• _Brief_:
Copy the data below word for word, from the line containing "For the dataset, pick out the maroon" through the final line of the data, both ends included.

• _Material to process_:
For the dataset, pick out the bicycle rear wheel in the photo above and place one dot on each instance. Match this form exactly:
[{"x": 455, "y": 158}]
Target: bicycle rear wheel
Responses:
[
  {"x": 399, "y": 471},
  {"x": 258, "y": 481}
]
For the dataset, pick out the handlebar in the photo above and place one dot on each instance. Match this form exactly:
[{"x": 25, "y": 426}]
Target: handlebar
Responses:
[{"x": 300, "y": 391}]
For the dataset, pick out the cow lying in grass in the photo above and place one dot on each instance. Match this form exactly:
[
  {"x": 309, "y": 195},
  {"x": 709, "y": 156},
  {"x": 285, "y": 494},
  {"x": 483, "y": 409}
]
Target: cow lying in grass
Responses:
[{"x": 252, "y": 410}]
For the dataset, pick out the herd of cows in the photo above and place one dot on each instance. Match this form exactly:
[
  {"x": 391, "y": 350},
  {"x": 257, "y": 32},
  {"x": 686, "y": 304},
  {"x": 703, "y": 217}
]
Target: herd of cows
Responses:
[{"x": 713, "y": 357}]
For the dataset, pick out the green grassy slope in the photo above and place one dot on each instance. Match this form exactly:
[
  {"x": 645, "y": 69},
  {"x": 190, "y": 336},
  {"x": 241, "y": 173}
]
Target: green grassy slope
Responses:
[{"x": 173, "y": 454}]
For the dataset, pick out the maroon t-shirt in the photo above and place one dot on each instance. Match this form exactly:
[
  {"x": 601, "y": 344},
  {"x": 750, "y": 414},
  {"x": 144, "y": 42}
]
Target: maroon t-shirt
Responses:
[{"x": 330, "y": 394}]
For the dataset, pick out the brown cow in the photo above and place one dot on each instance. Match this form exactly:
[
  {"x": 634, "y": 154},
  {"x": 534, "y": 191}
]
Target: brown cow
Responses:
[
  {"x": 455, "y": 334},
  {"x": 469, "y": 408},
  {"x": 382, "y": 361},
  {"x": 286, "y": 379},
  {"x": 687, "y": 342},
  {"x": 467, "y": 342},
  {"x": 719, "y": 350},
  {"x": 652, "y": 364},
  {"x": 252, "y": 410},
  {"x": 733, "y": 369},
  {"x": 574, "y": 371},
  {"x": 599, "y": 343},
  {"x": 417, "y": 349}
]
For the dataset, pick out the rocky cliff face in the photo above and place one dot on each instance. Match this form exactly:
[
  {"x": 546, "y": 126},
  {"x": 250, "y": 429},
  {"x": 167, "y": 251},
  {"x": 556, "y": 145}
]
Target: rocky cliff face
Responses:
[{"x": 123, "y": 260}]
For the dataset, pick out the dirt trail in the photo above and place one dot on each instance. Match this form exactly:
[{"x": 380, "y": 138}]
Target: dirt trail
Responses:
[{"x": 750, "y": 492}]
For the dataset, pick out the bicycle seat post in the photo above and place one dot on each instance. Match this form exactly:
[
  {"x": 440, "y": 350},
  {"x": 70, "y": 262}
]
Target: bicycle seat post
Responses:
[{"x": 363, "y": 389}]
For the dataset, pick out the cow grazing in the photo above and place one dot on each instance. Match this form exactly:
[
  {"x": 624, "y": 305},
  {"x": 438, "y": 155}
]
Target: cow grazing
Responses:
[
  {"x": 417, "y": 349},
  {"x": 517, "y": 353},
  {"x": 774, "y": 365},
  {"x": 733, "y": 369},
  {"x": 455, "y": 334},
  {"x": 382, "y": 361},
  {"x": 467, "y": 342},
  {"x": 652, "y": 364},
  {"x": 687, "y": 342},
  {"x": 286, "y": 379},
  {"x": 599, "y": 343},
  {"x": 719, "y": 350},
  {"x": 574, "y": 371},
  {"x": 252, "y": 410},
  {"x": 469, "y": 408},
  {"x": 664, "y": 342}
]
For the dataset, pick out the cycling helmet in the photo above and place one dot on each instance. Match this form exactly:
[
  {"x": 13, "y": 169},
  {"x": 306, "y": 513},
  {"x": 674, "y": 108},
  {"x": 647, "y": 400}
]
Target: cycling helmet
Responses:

• _Solution for this problem_:
For the dataset, pick out the maroon t-shirt in the photo above and place one dot on each instance. Match this form exactly:
[
  {"x": 601, "y": 344},
  {"x": 750, "y": 414},
  {"x": 144, "y": 42}
]
Target: maroon t-shirt
Responses:
[{"x": 330, "y": 394}]
For the dataset, pick out the brown cow in the photo above and place one dot on each instance. Match this form exactly:
[
  {"x": 634, "y": 154},
  {"x": 534, "y": 191}
]
Target: brown cow
Responses:
[
  {"x": 455, "y": 334},
  {"x": 469, "y": 408},
  {"x": 382, "y": 361},
  {"x": 286, "y": 379},
  {"x": 687, "y": 342},
  {"x": 467, "y": 342},
  {"x": 719, "y": 350},
  {"x": 652, "y": 364},
  {"x": 252, "y": 410},
  {"x": 733, "y": 369},
  {"x": 574, "y": 371},
  {"x": 599, "y": 343},
  {"x": 417, "y": 349}
]
For the dataset, pick out the rocky cliff face in the photo above and place one dot on each instance. Match this form exactly:
[
  {"x": 546, "y": 126},
  {"x": 250, "y": 429},
  {"x": 167, "y": 251},
  {"x": 556, "y": 145}
]
Target: rocky cliff face
Responses:
[{"x": 123, "y": 260}]
For the dataset, pick out the dirt trail in the photo above and place one dot on each instance. Match this form exactly:
[{"x": 380, "y": 138}]
Target: dirt trail
Responses:
[{"x": 750, "y": 492}]
For the dataset, pick out the bicycle seat post in the photo above and place one dot on each instance. Match this form exactly:
[
  {"x": 440, "y": 350},
  {"x": 70, "y": 262}
]
Target: bicycle seat post
Responses:
[{"x": 363, "y": 389}]
For the dataset, pick out the cow grazing in the photo above and place one dot on each instance. Match this form exactly:
[
  {"x": 624, "y": 305},
  {"x": 438, "y": 155}
]
Target: cow grazing
Responses:
[
  {"x": 417, "y": 349},
  {"x": 517, "y": 353},
  {"x": 774, "y": 365},
  {"x": 733, "y": 369},
  {"x": 455, "y": 334},
  {"x": 382, "y": 361},
  {"x": 467, "y": 342},
  {"x": 652, "y": 364},
  {"x": 687, "y": 342},
  {"x": 286, "y": 379},
  {"x": 599, "y": 343},
  {"x": 719, "y": 350},
  {"x": 574, "y": 371},
  {"x": 252, "y": 410},
  {"x": 469, "y": 408},
  {"x": 664, "y": 342}
]
For the dataset, pick out the cycling helmet in the photo above and place one dot on each instance. Match this form exactly:
[
  {"x": 13, "y": 169},
  {"x": 306, "y": 513},
  {"x": 674, "y": 108},
  {"x": 647, "y": 400}
]
Target: cycling helmet
Responses:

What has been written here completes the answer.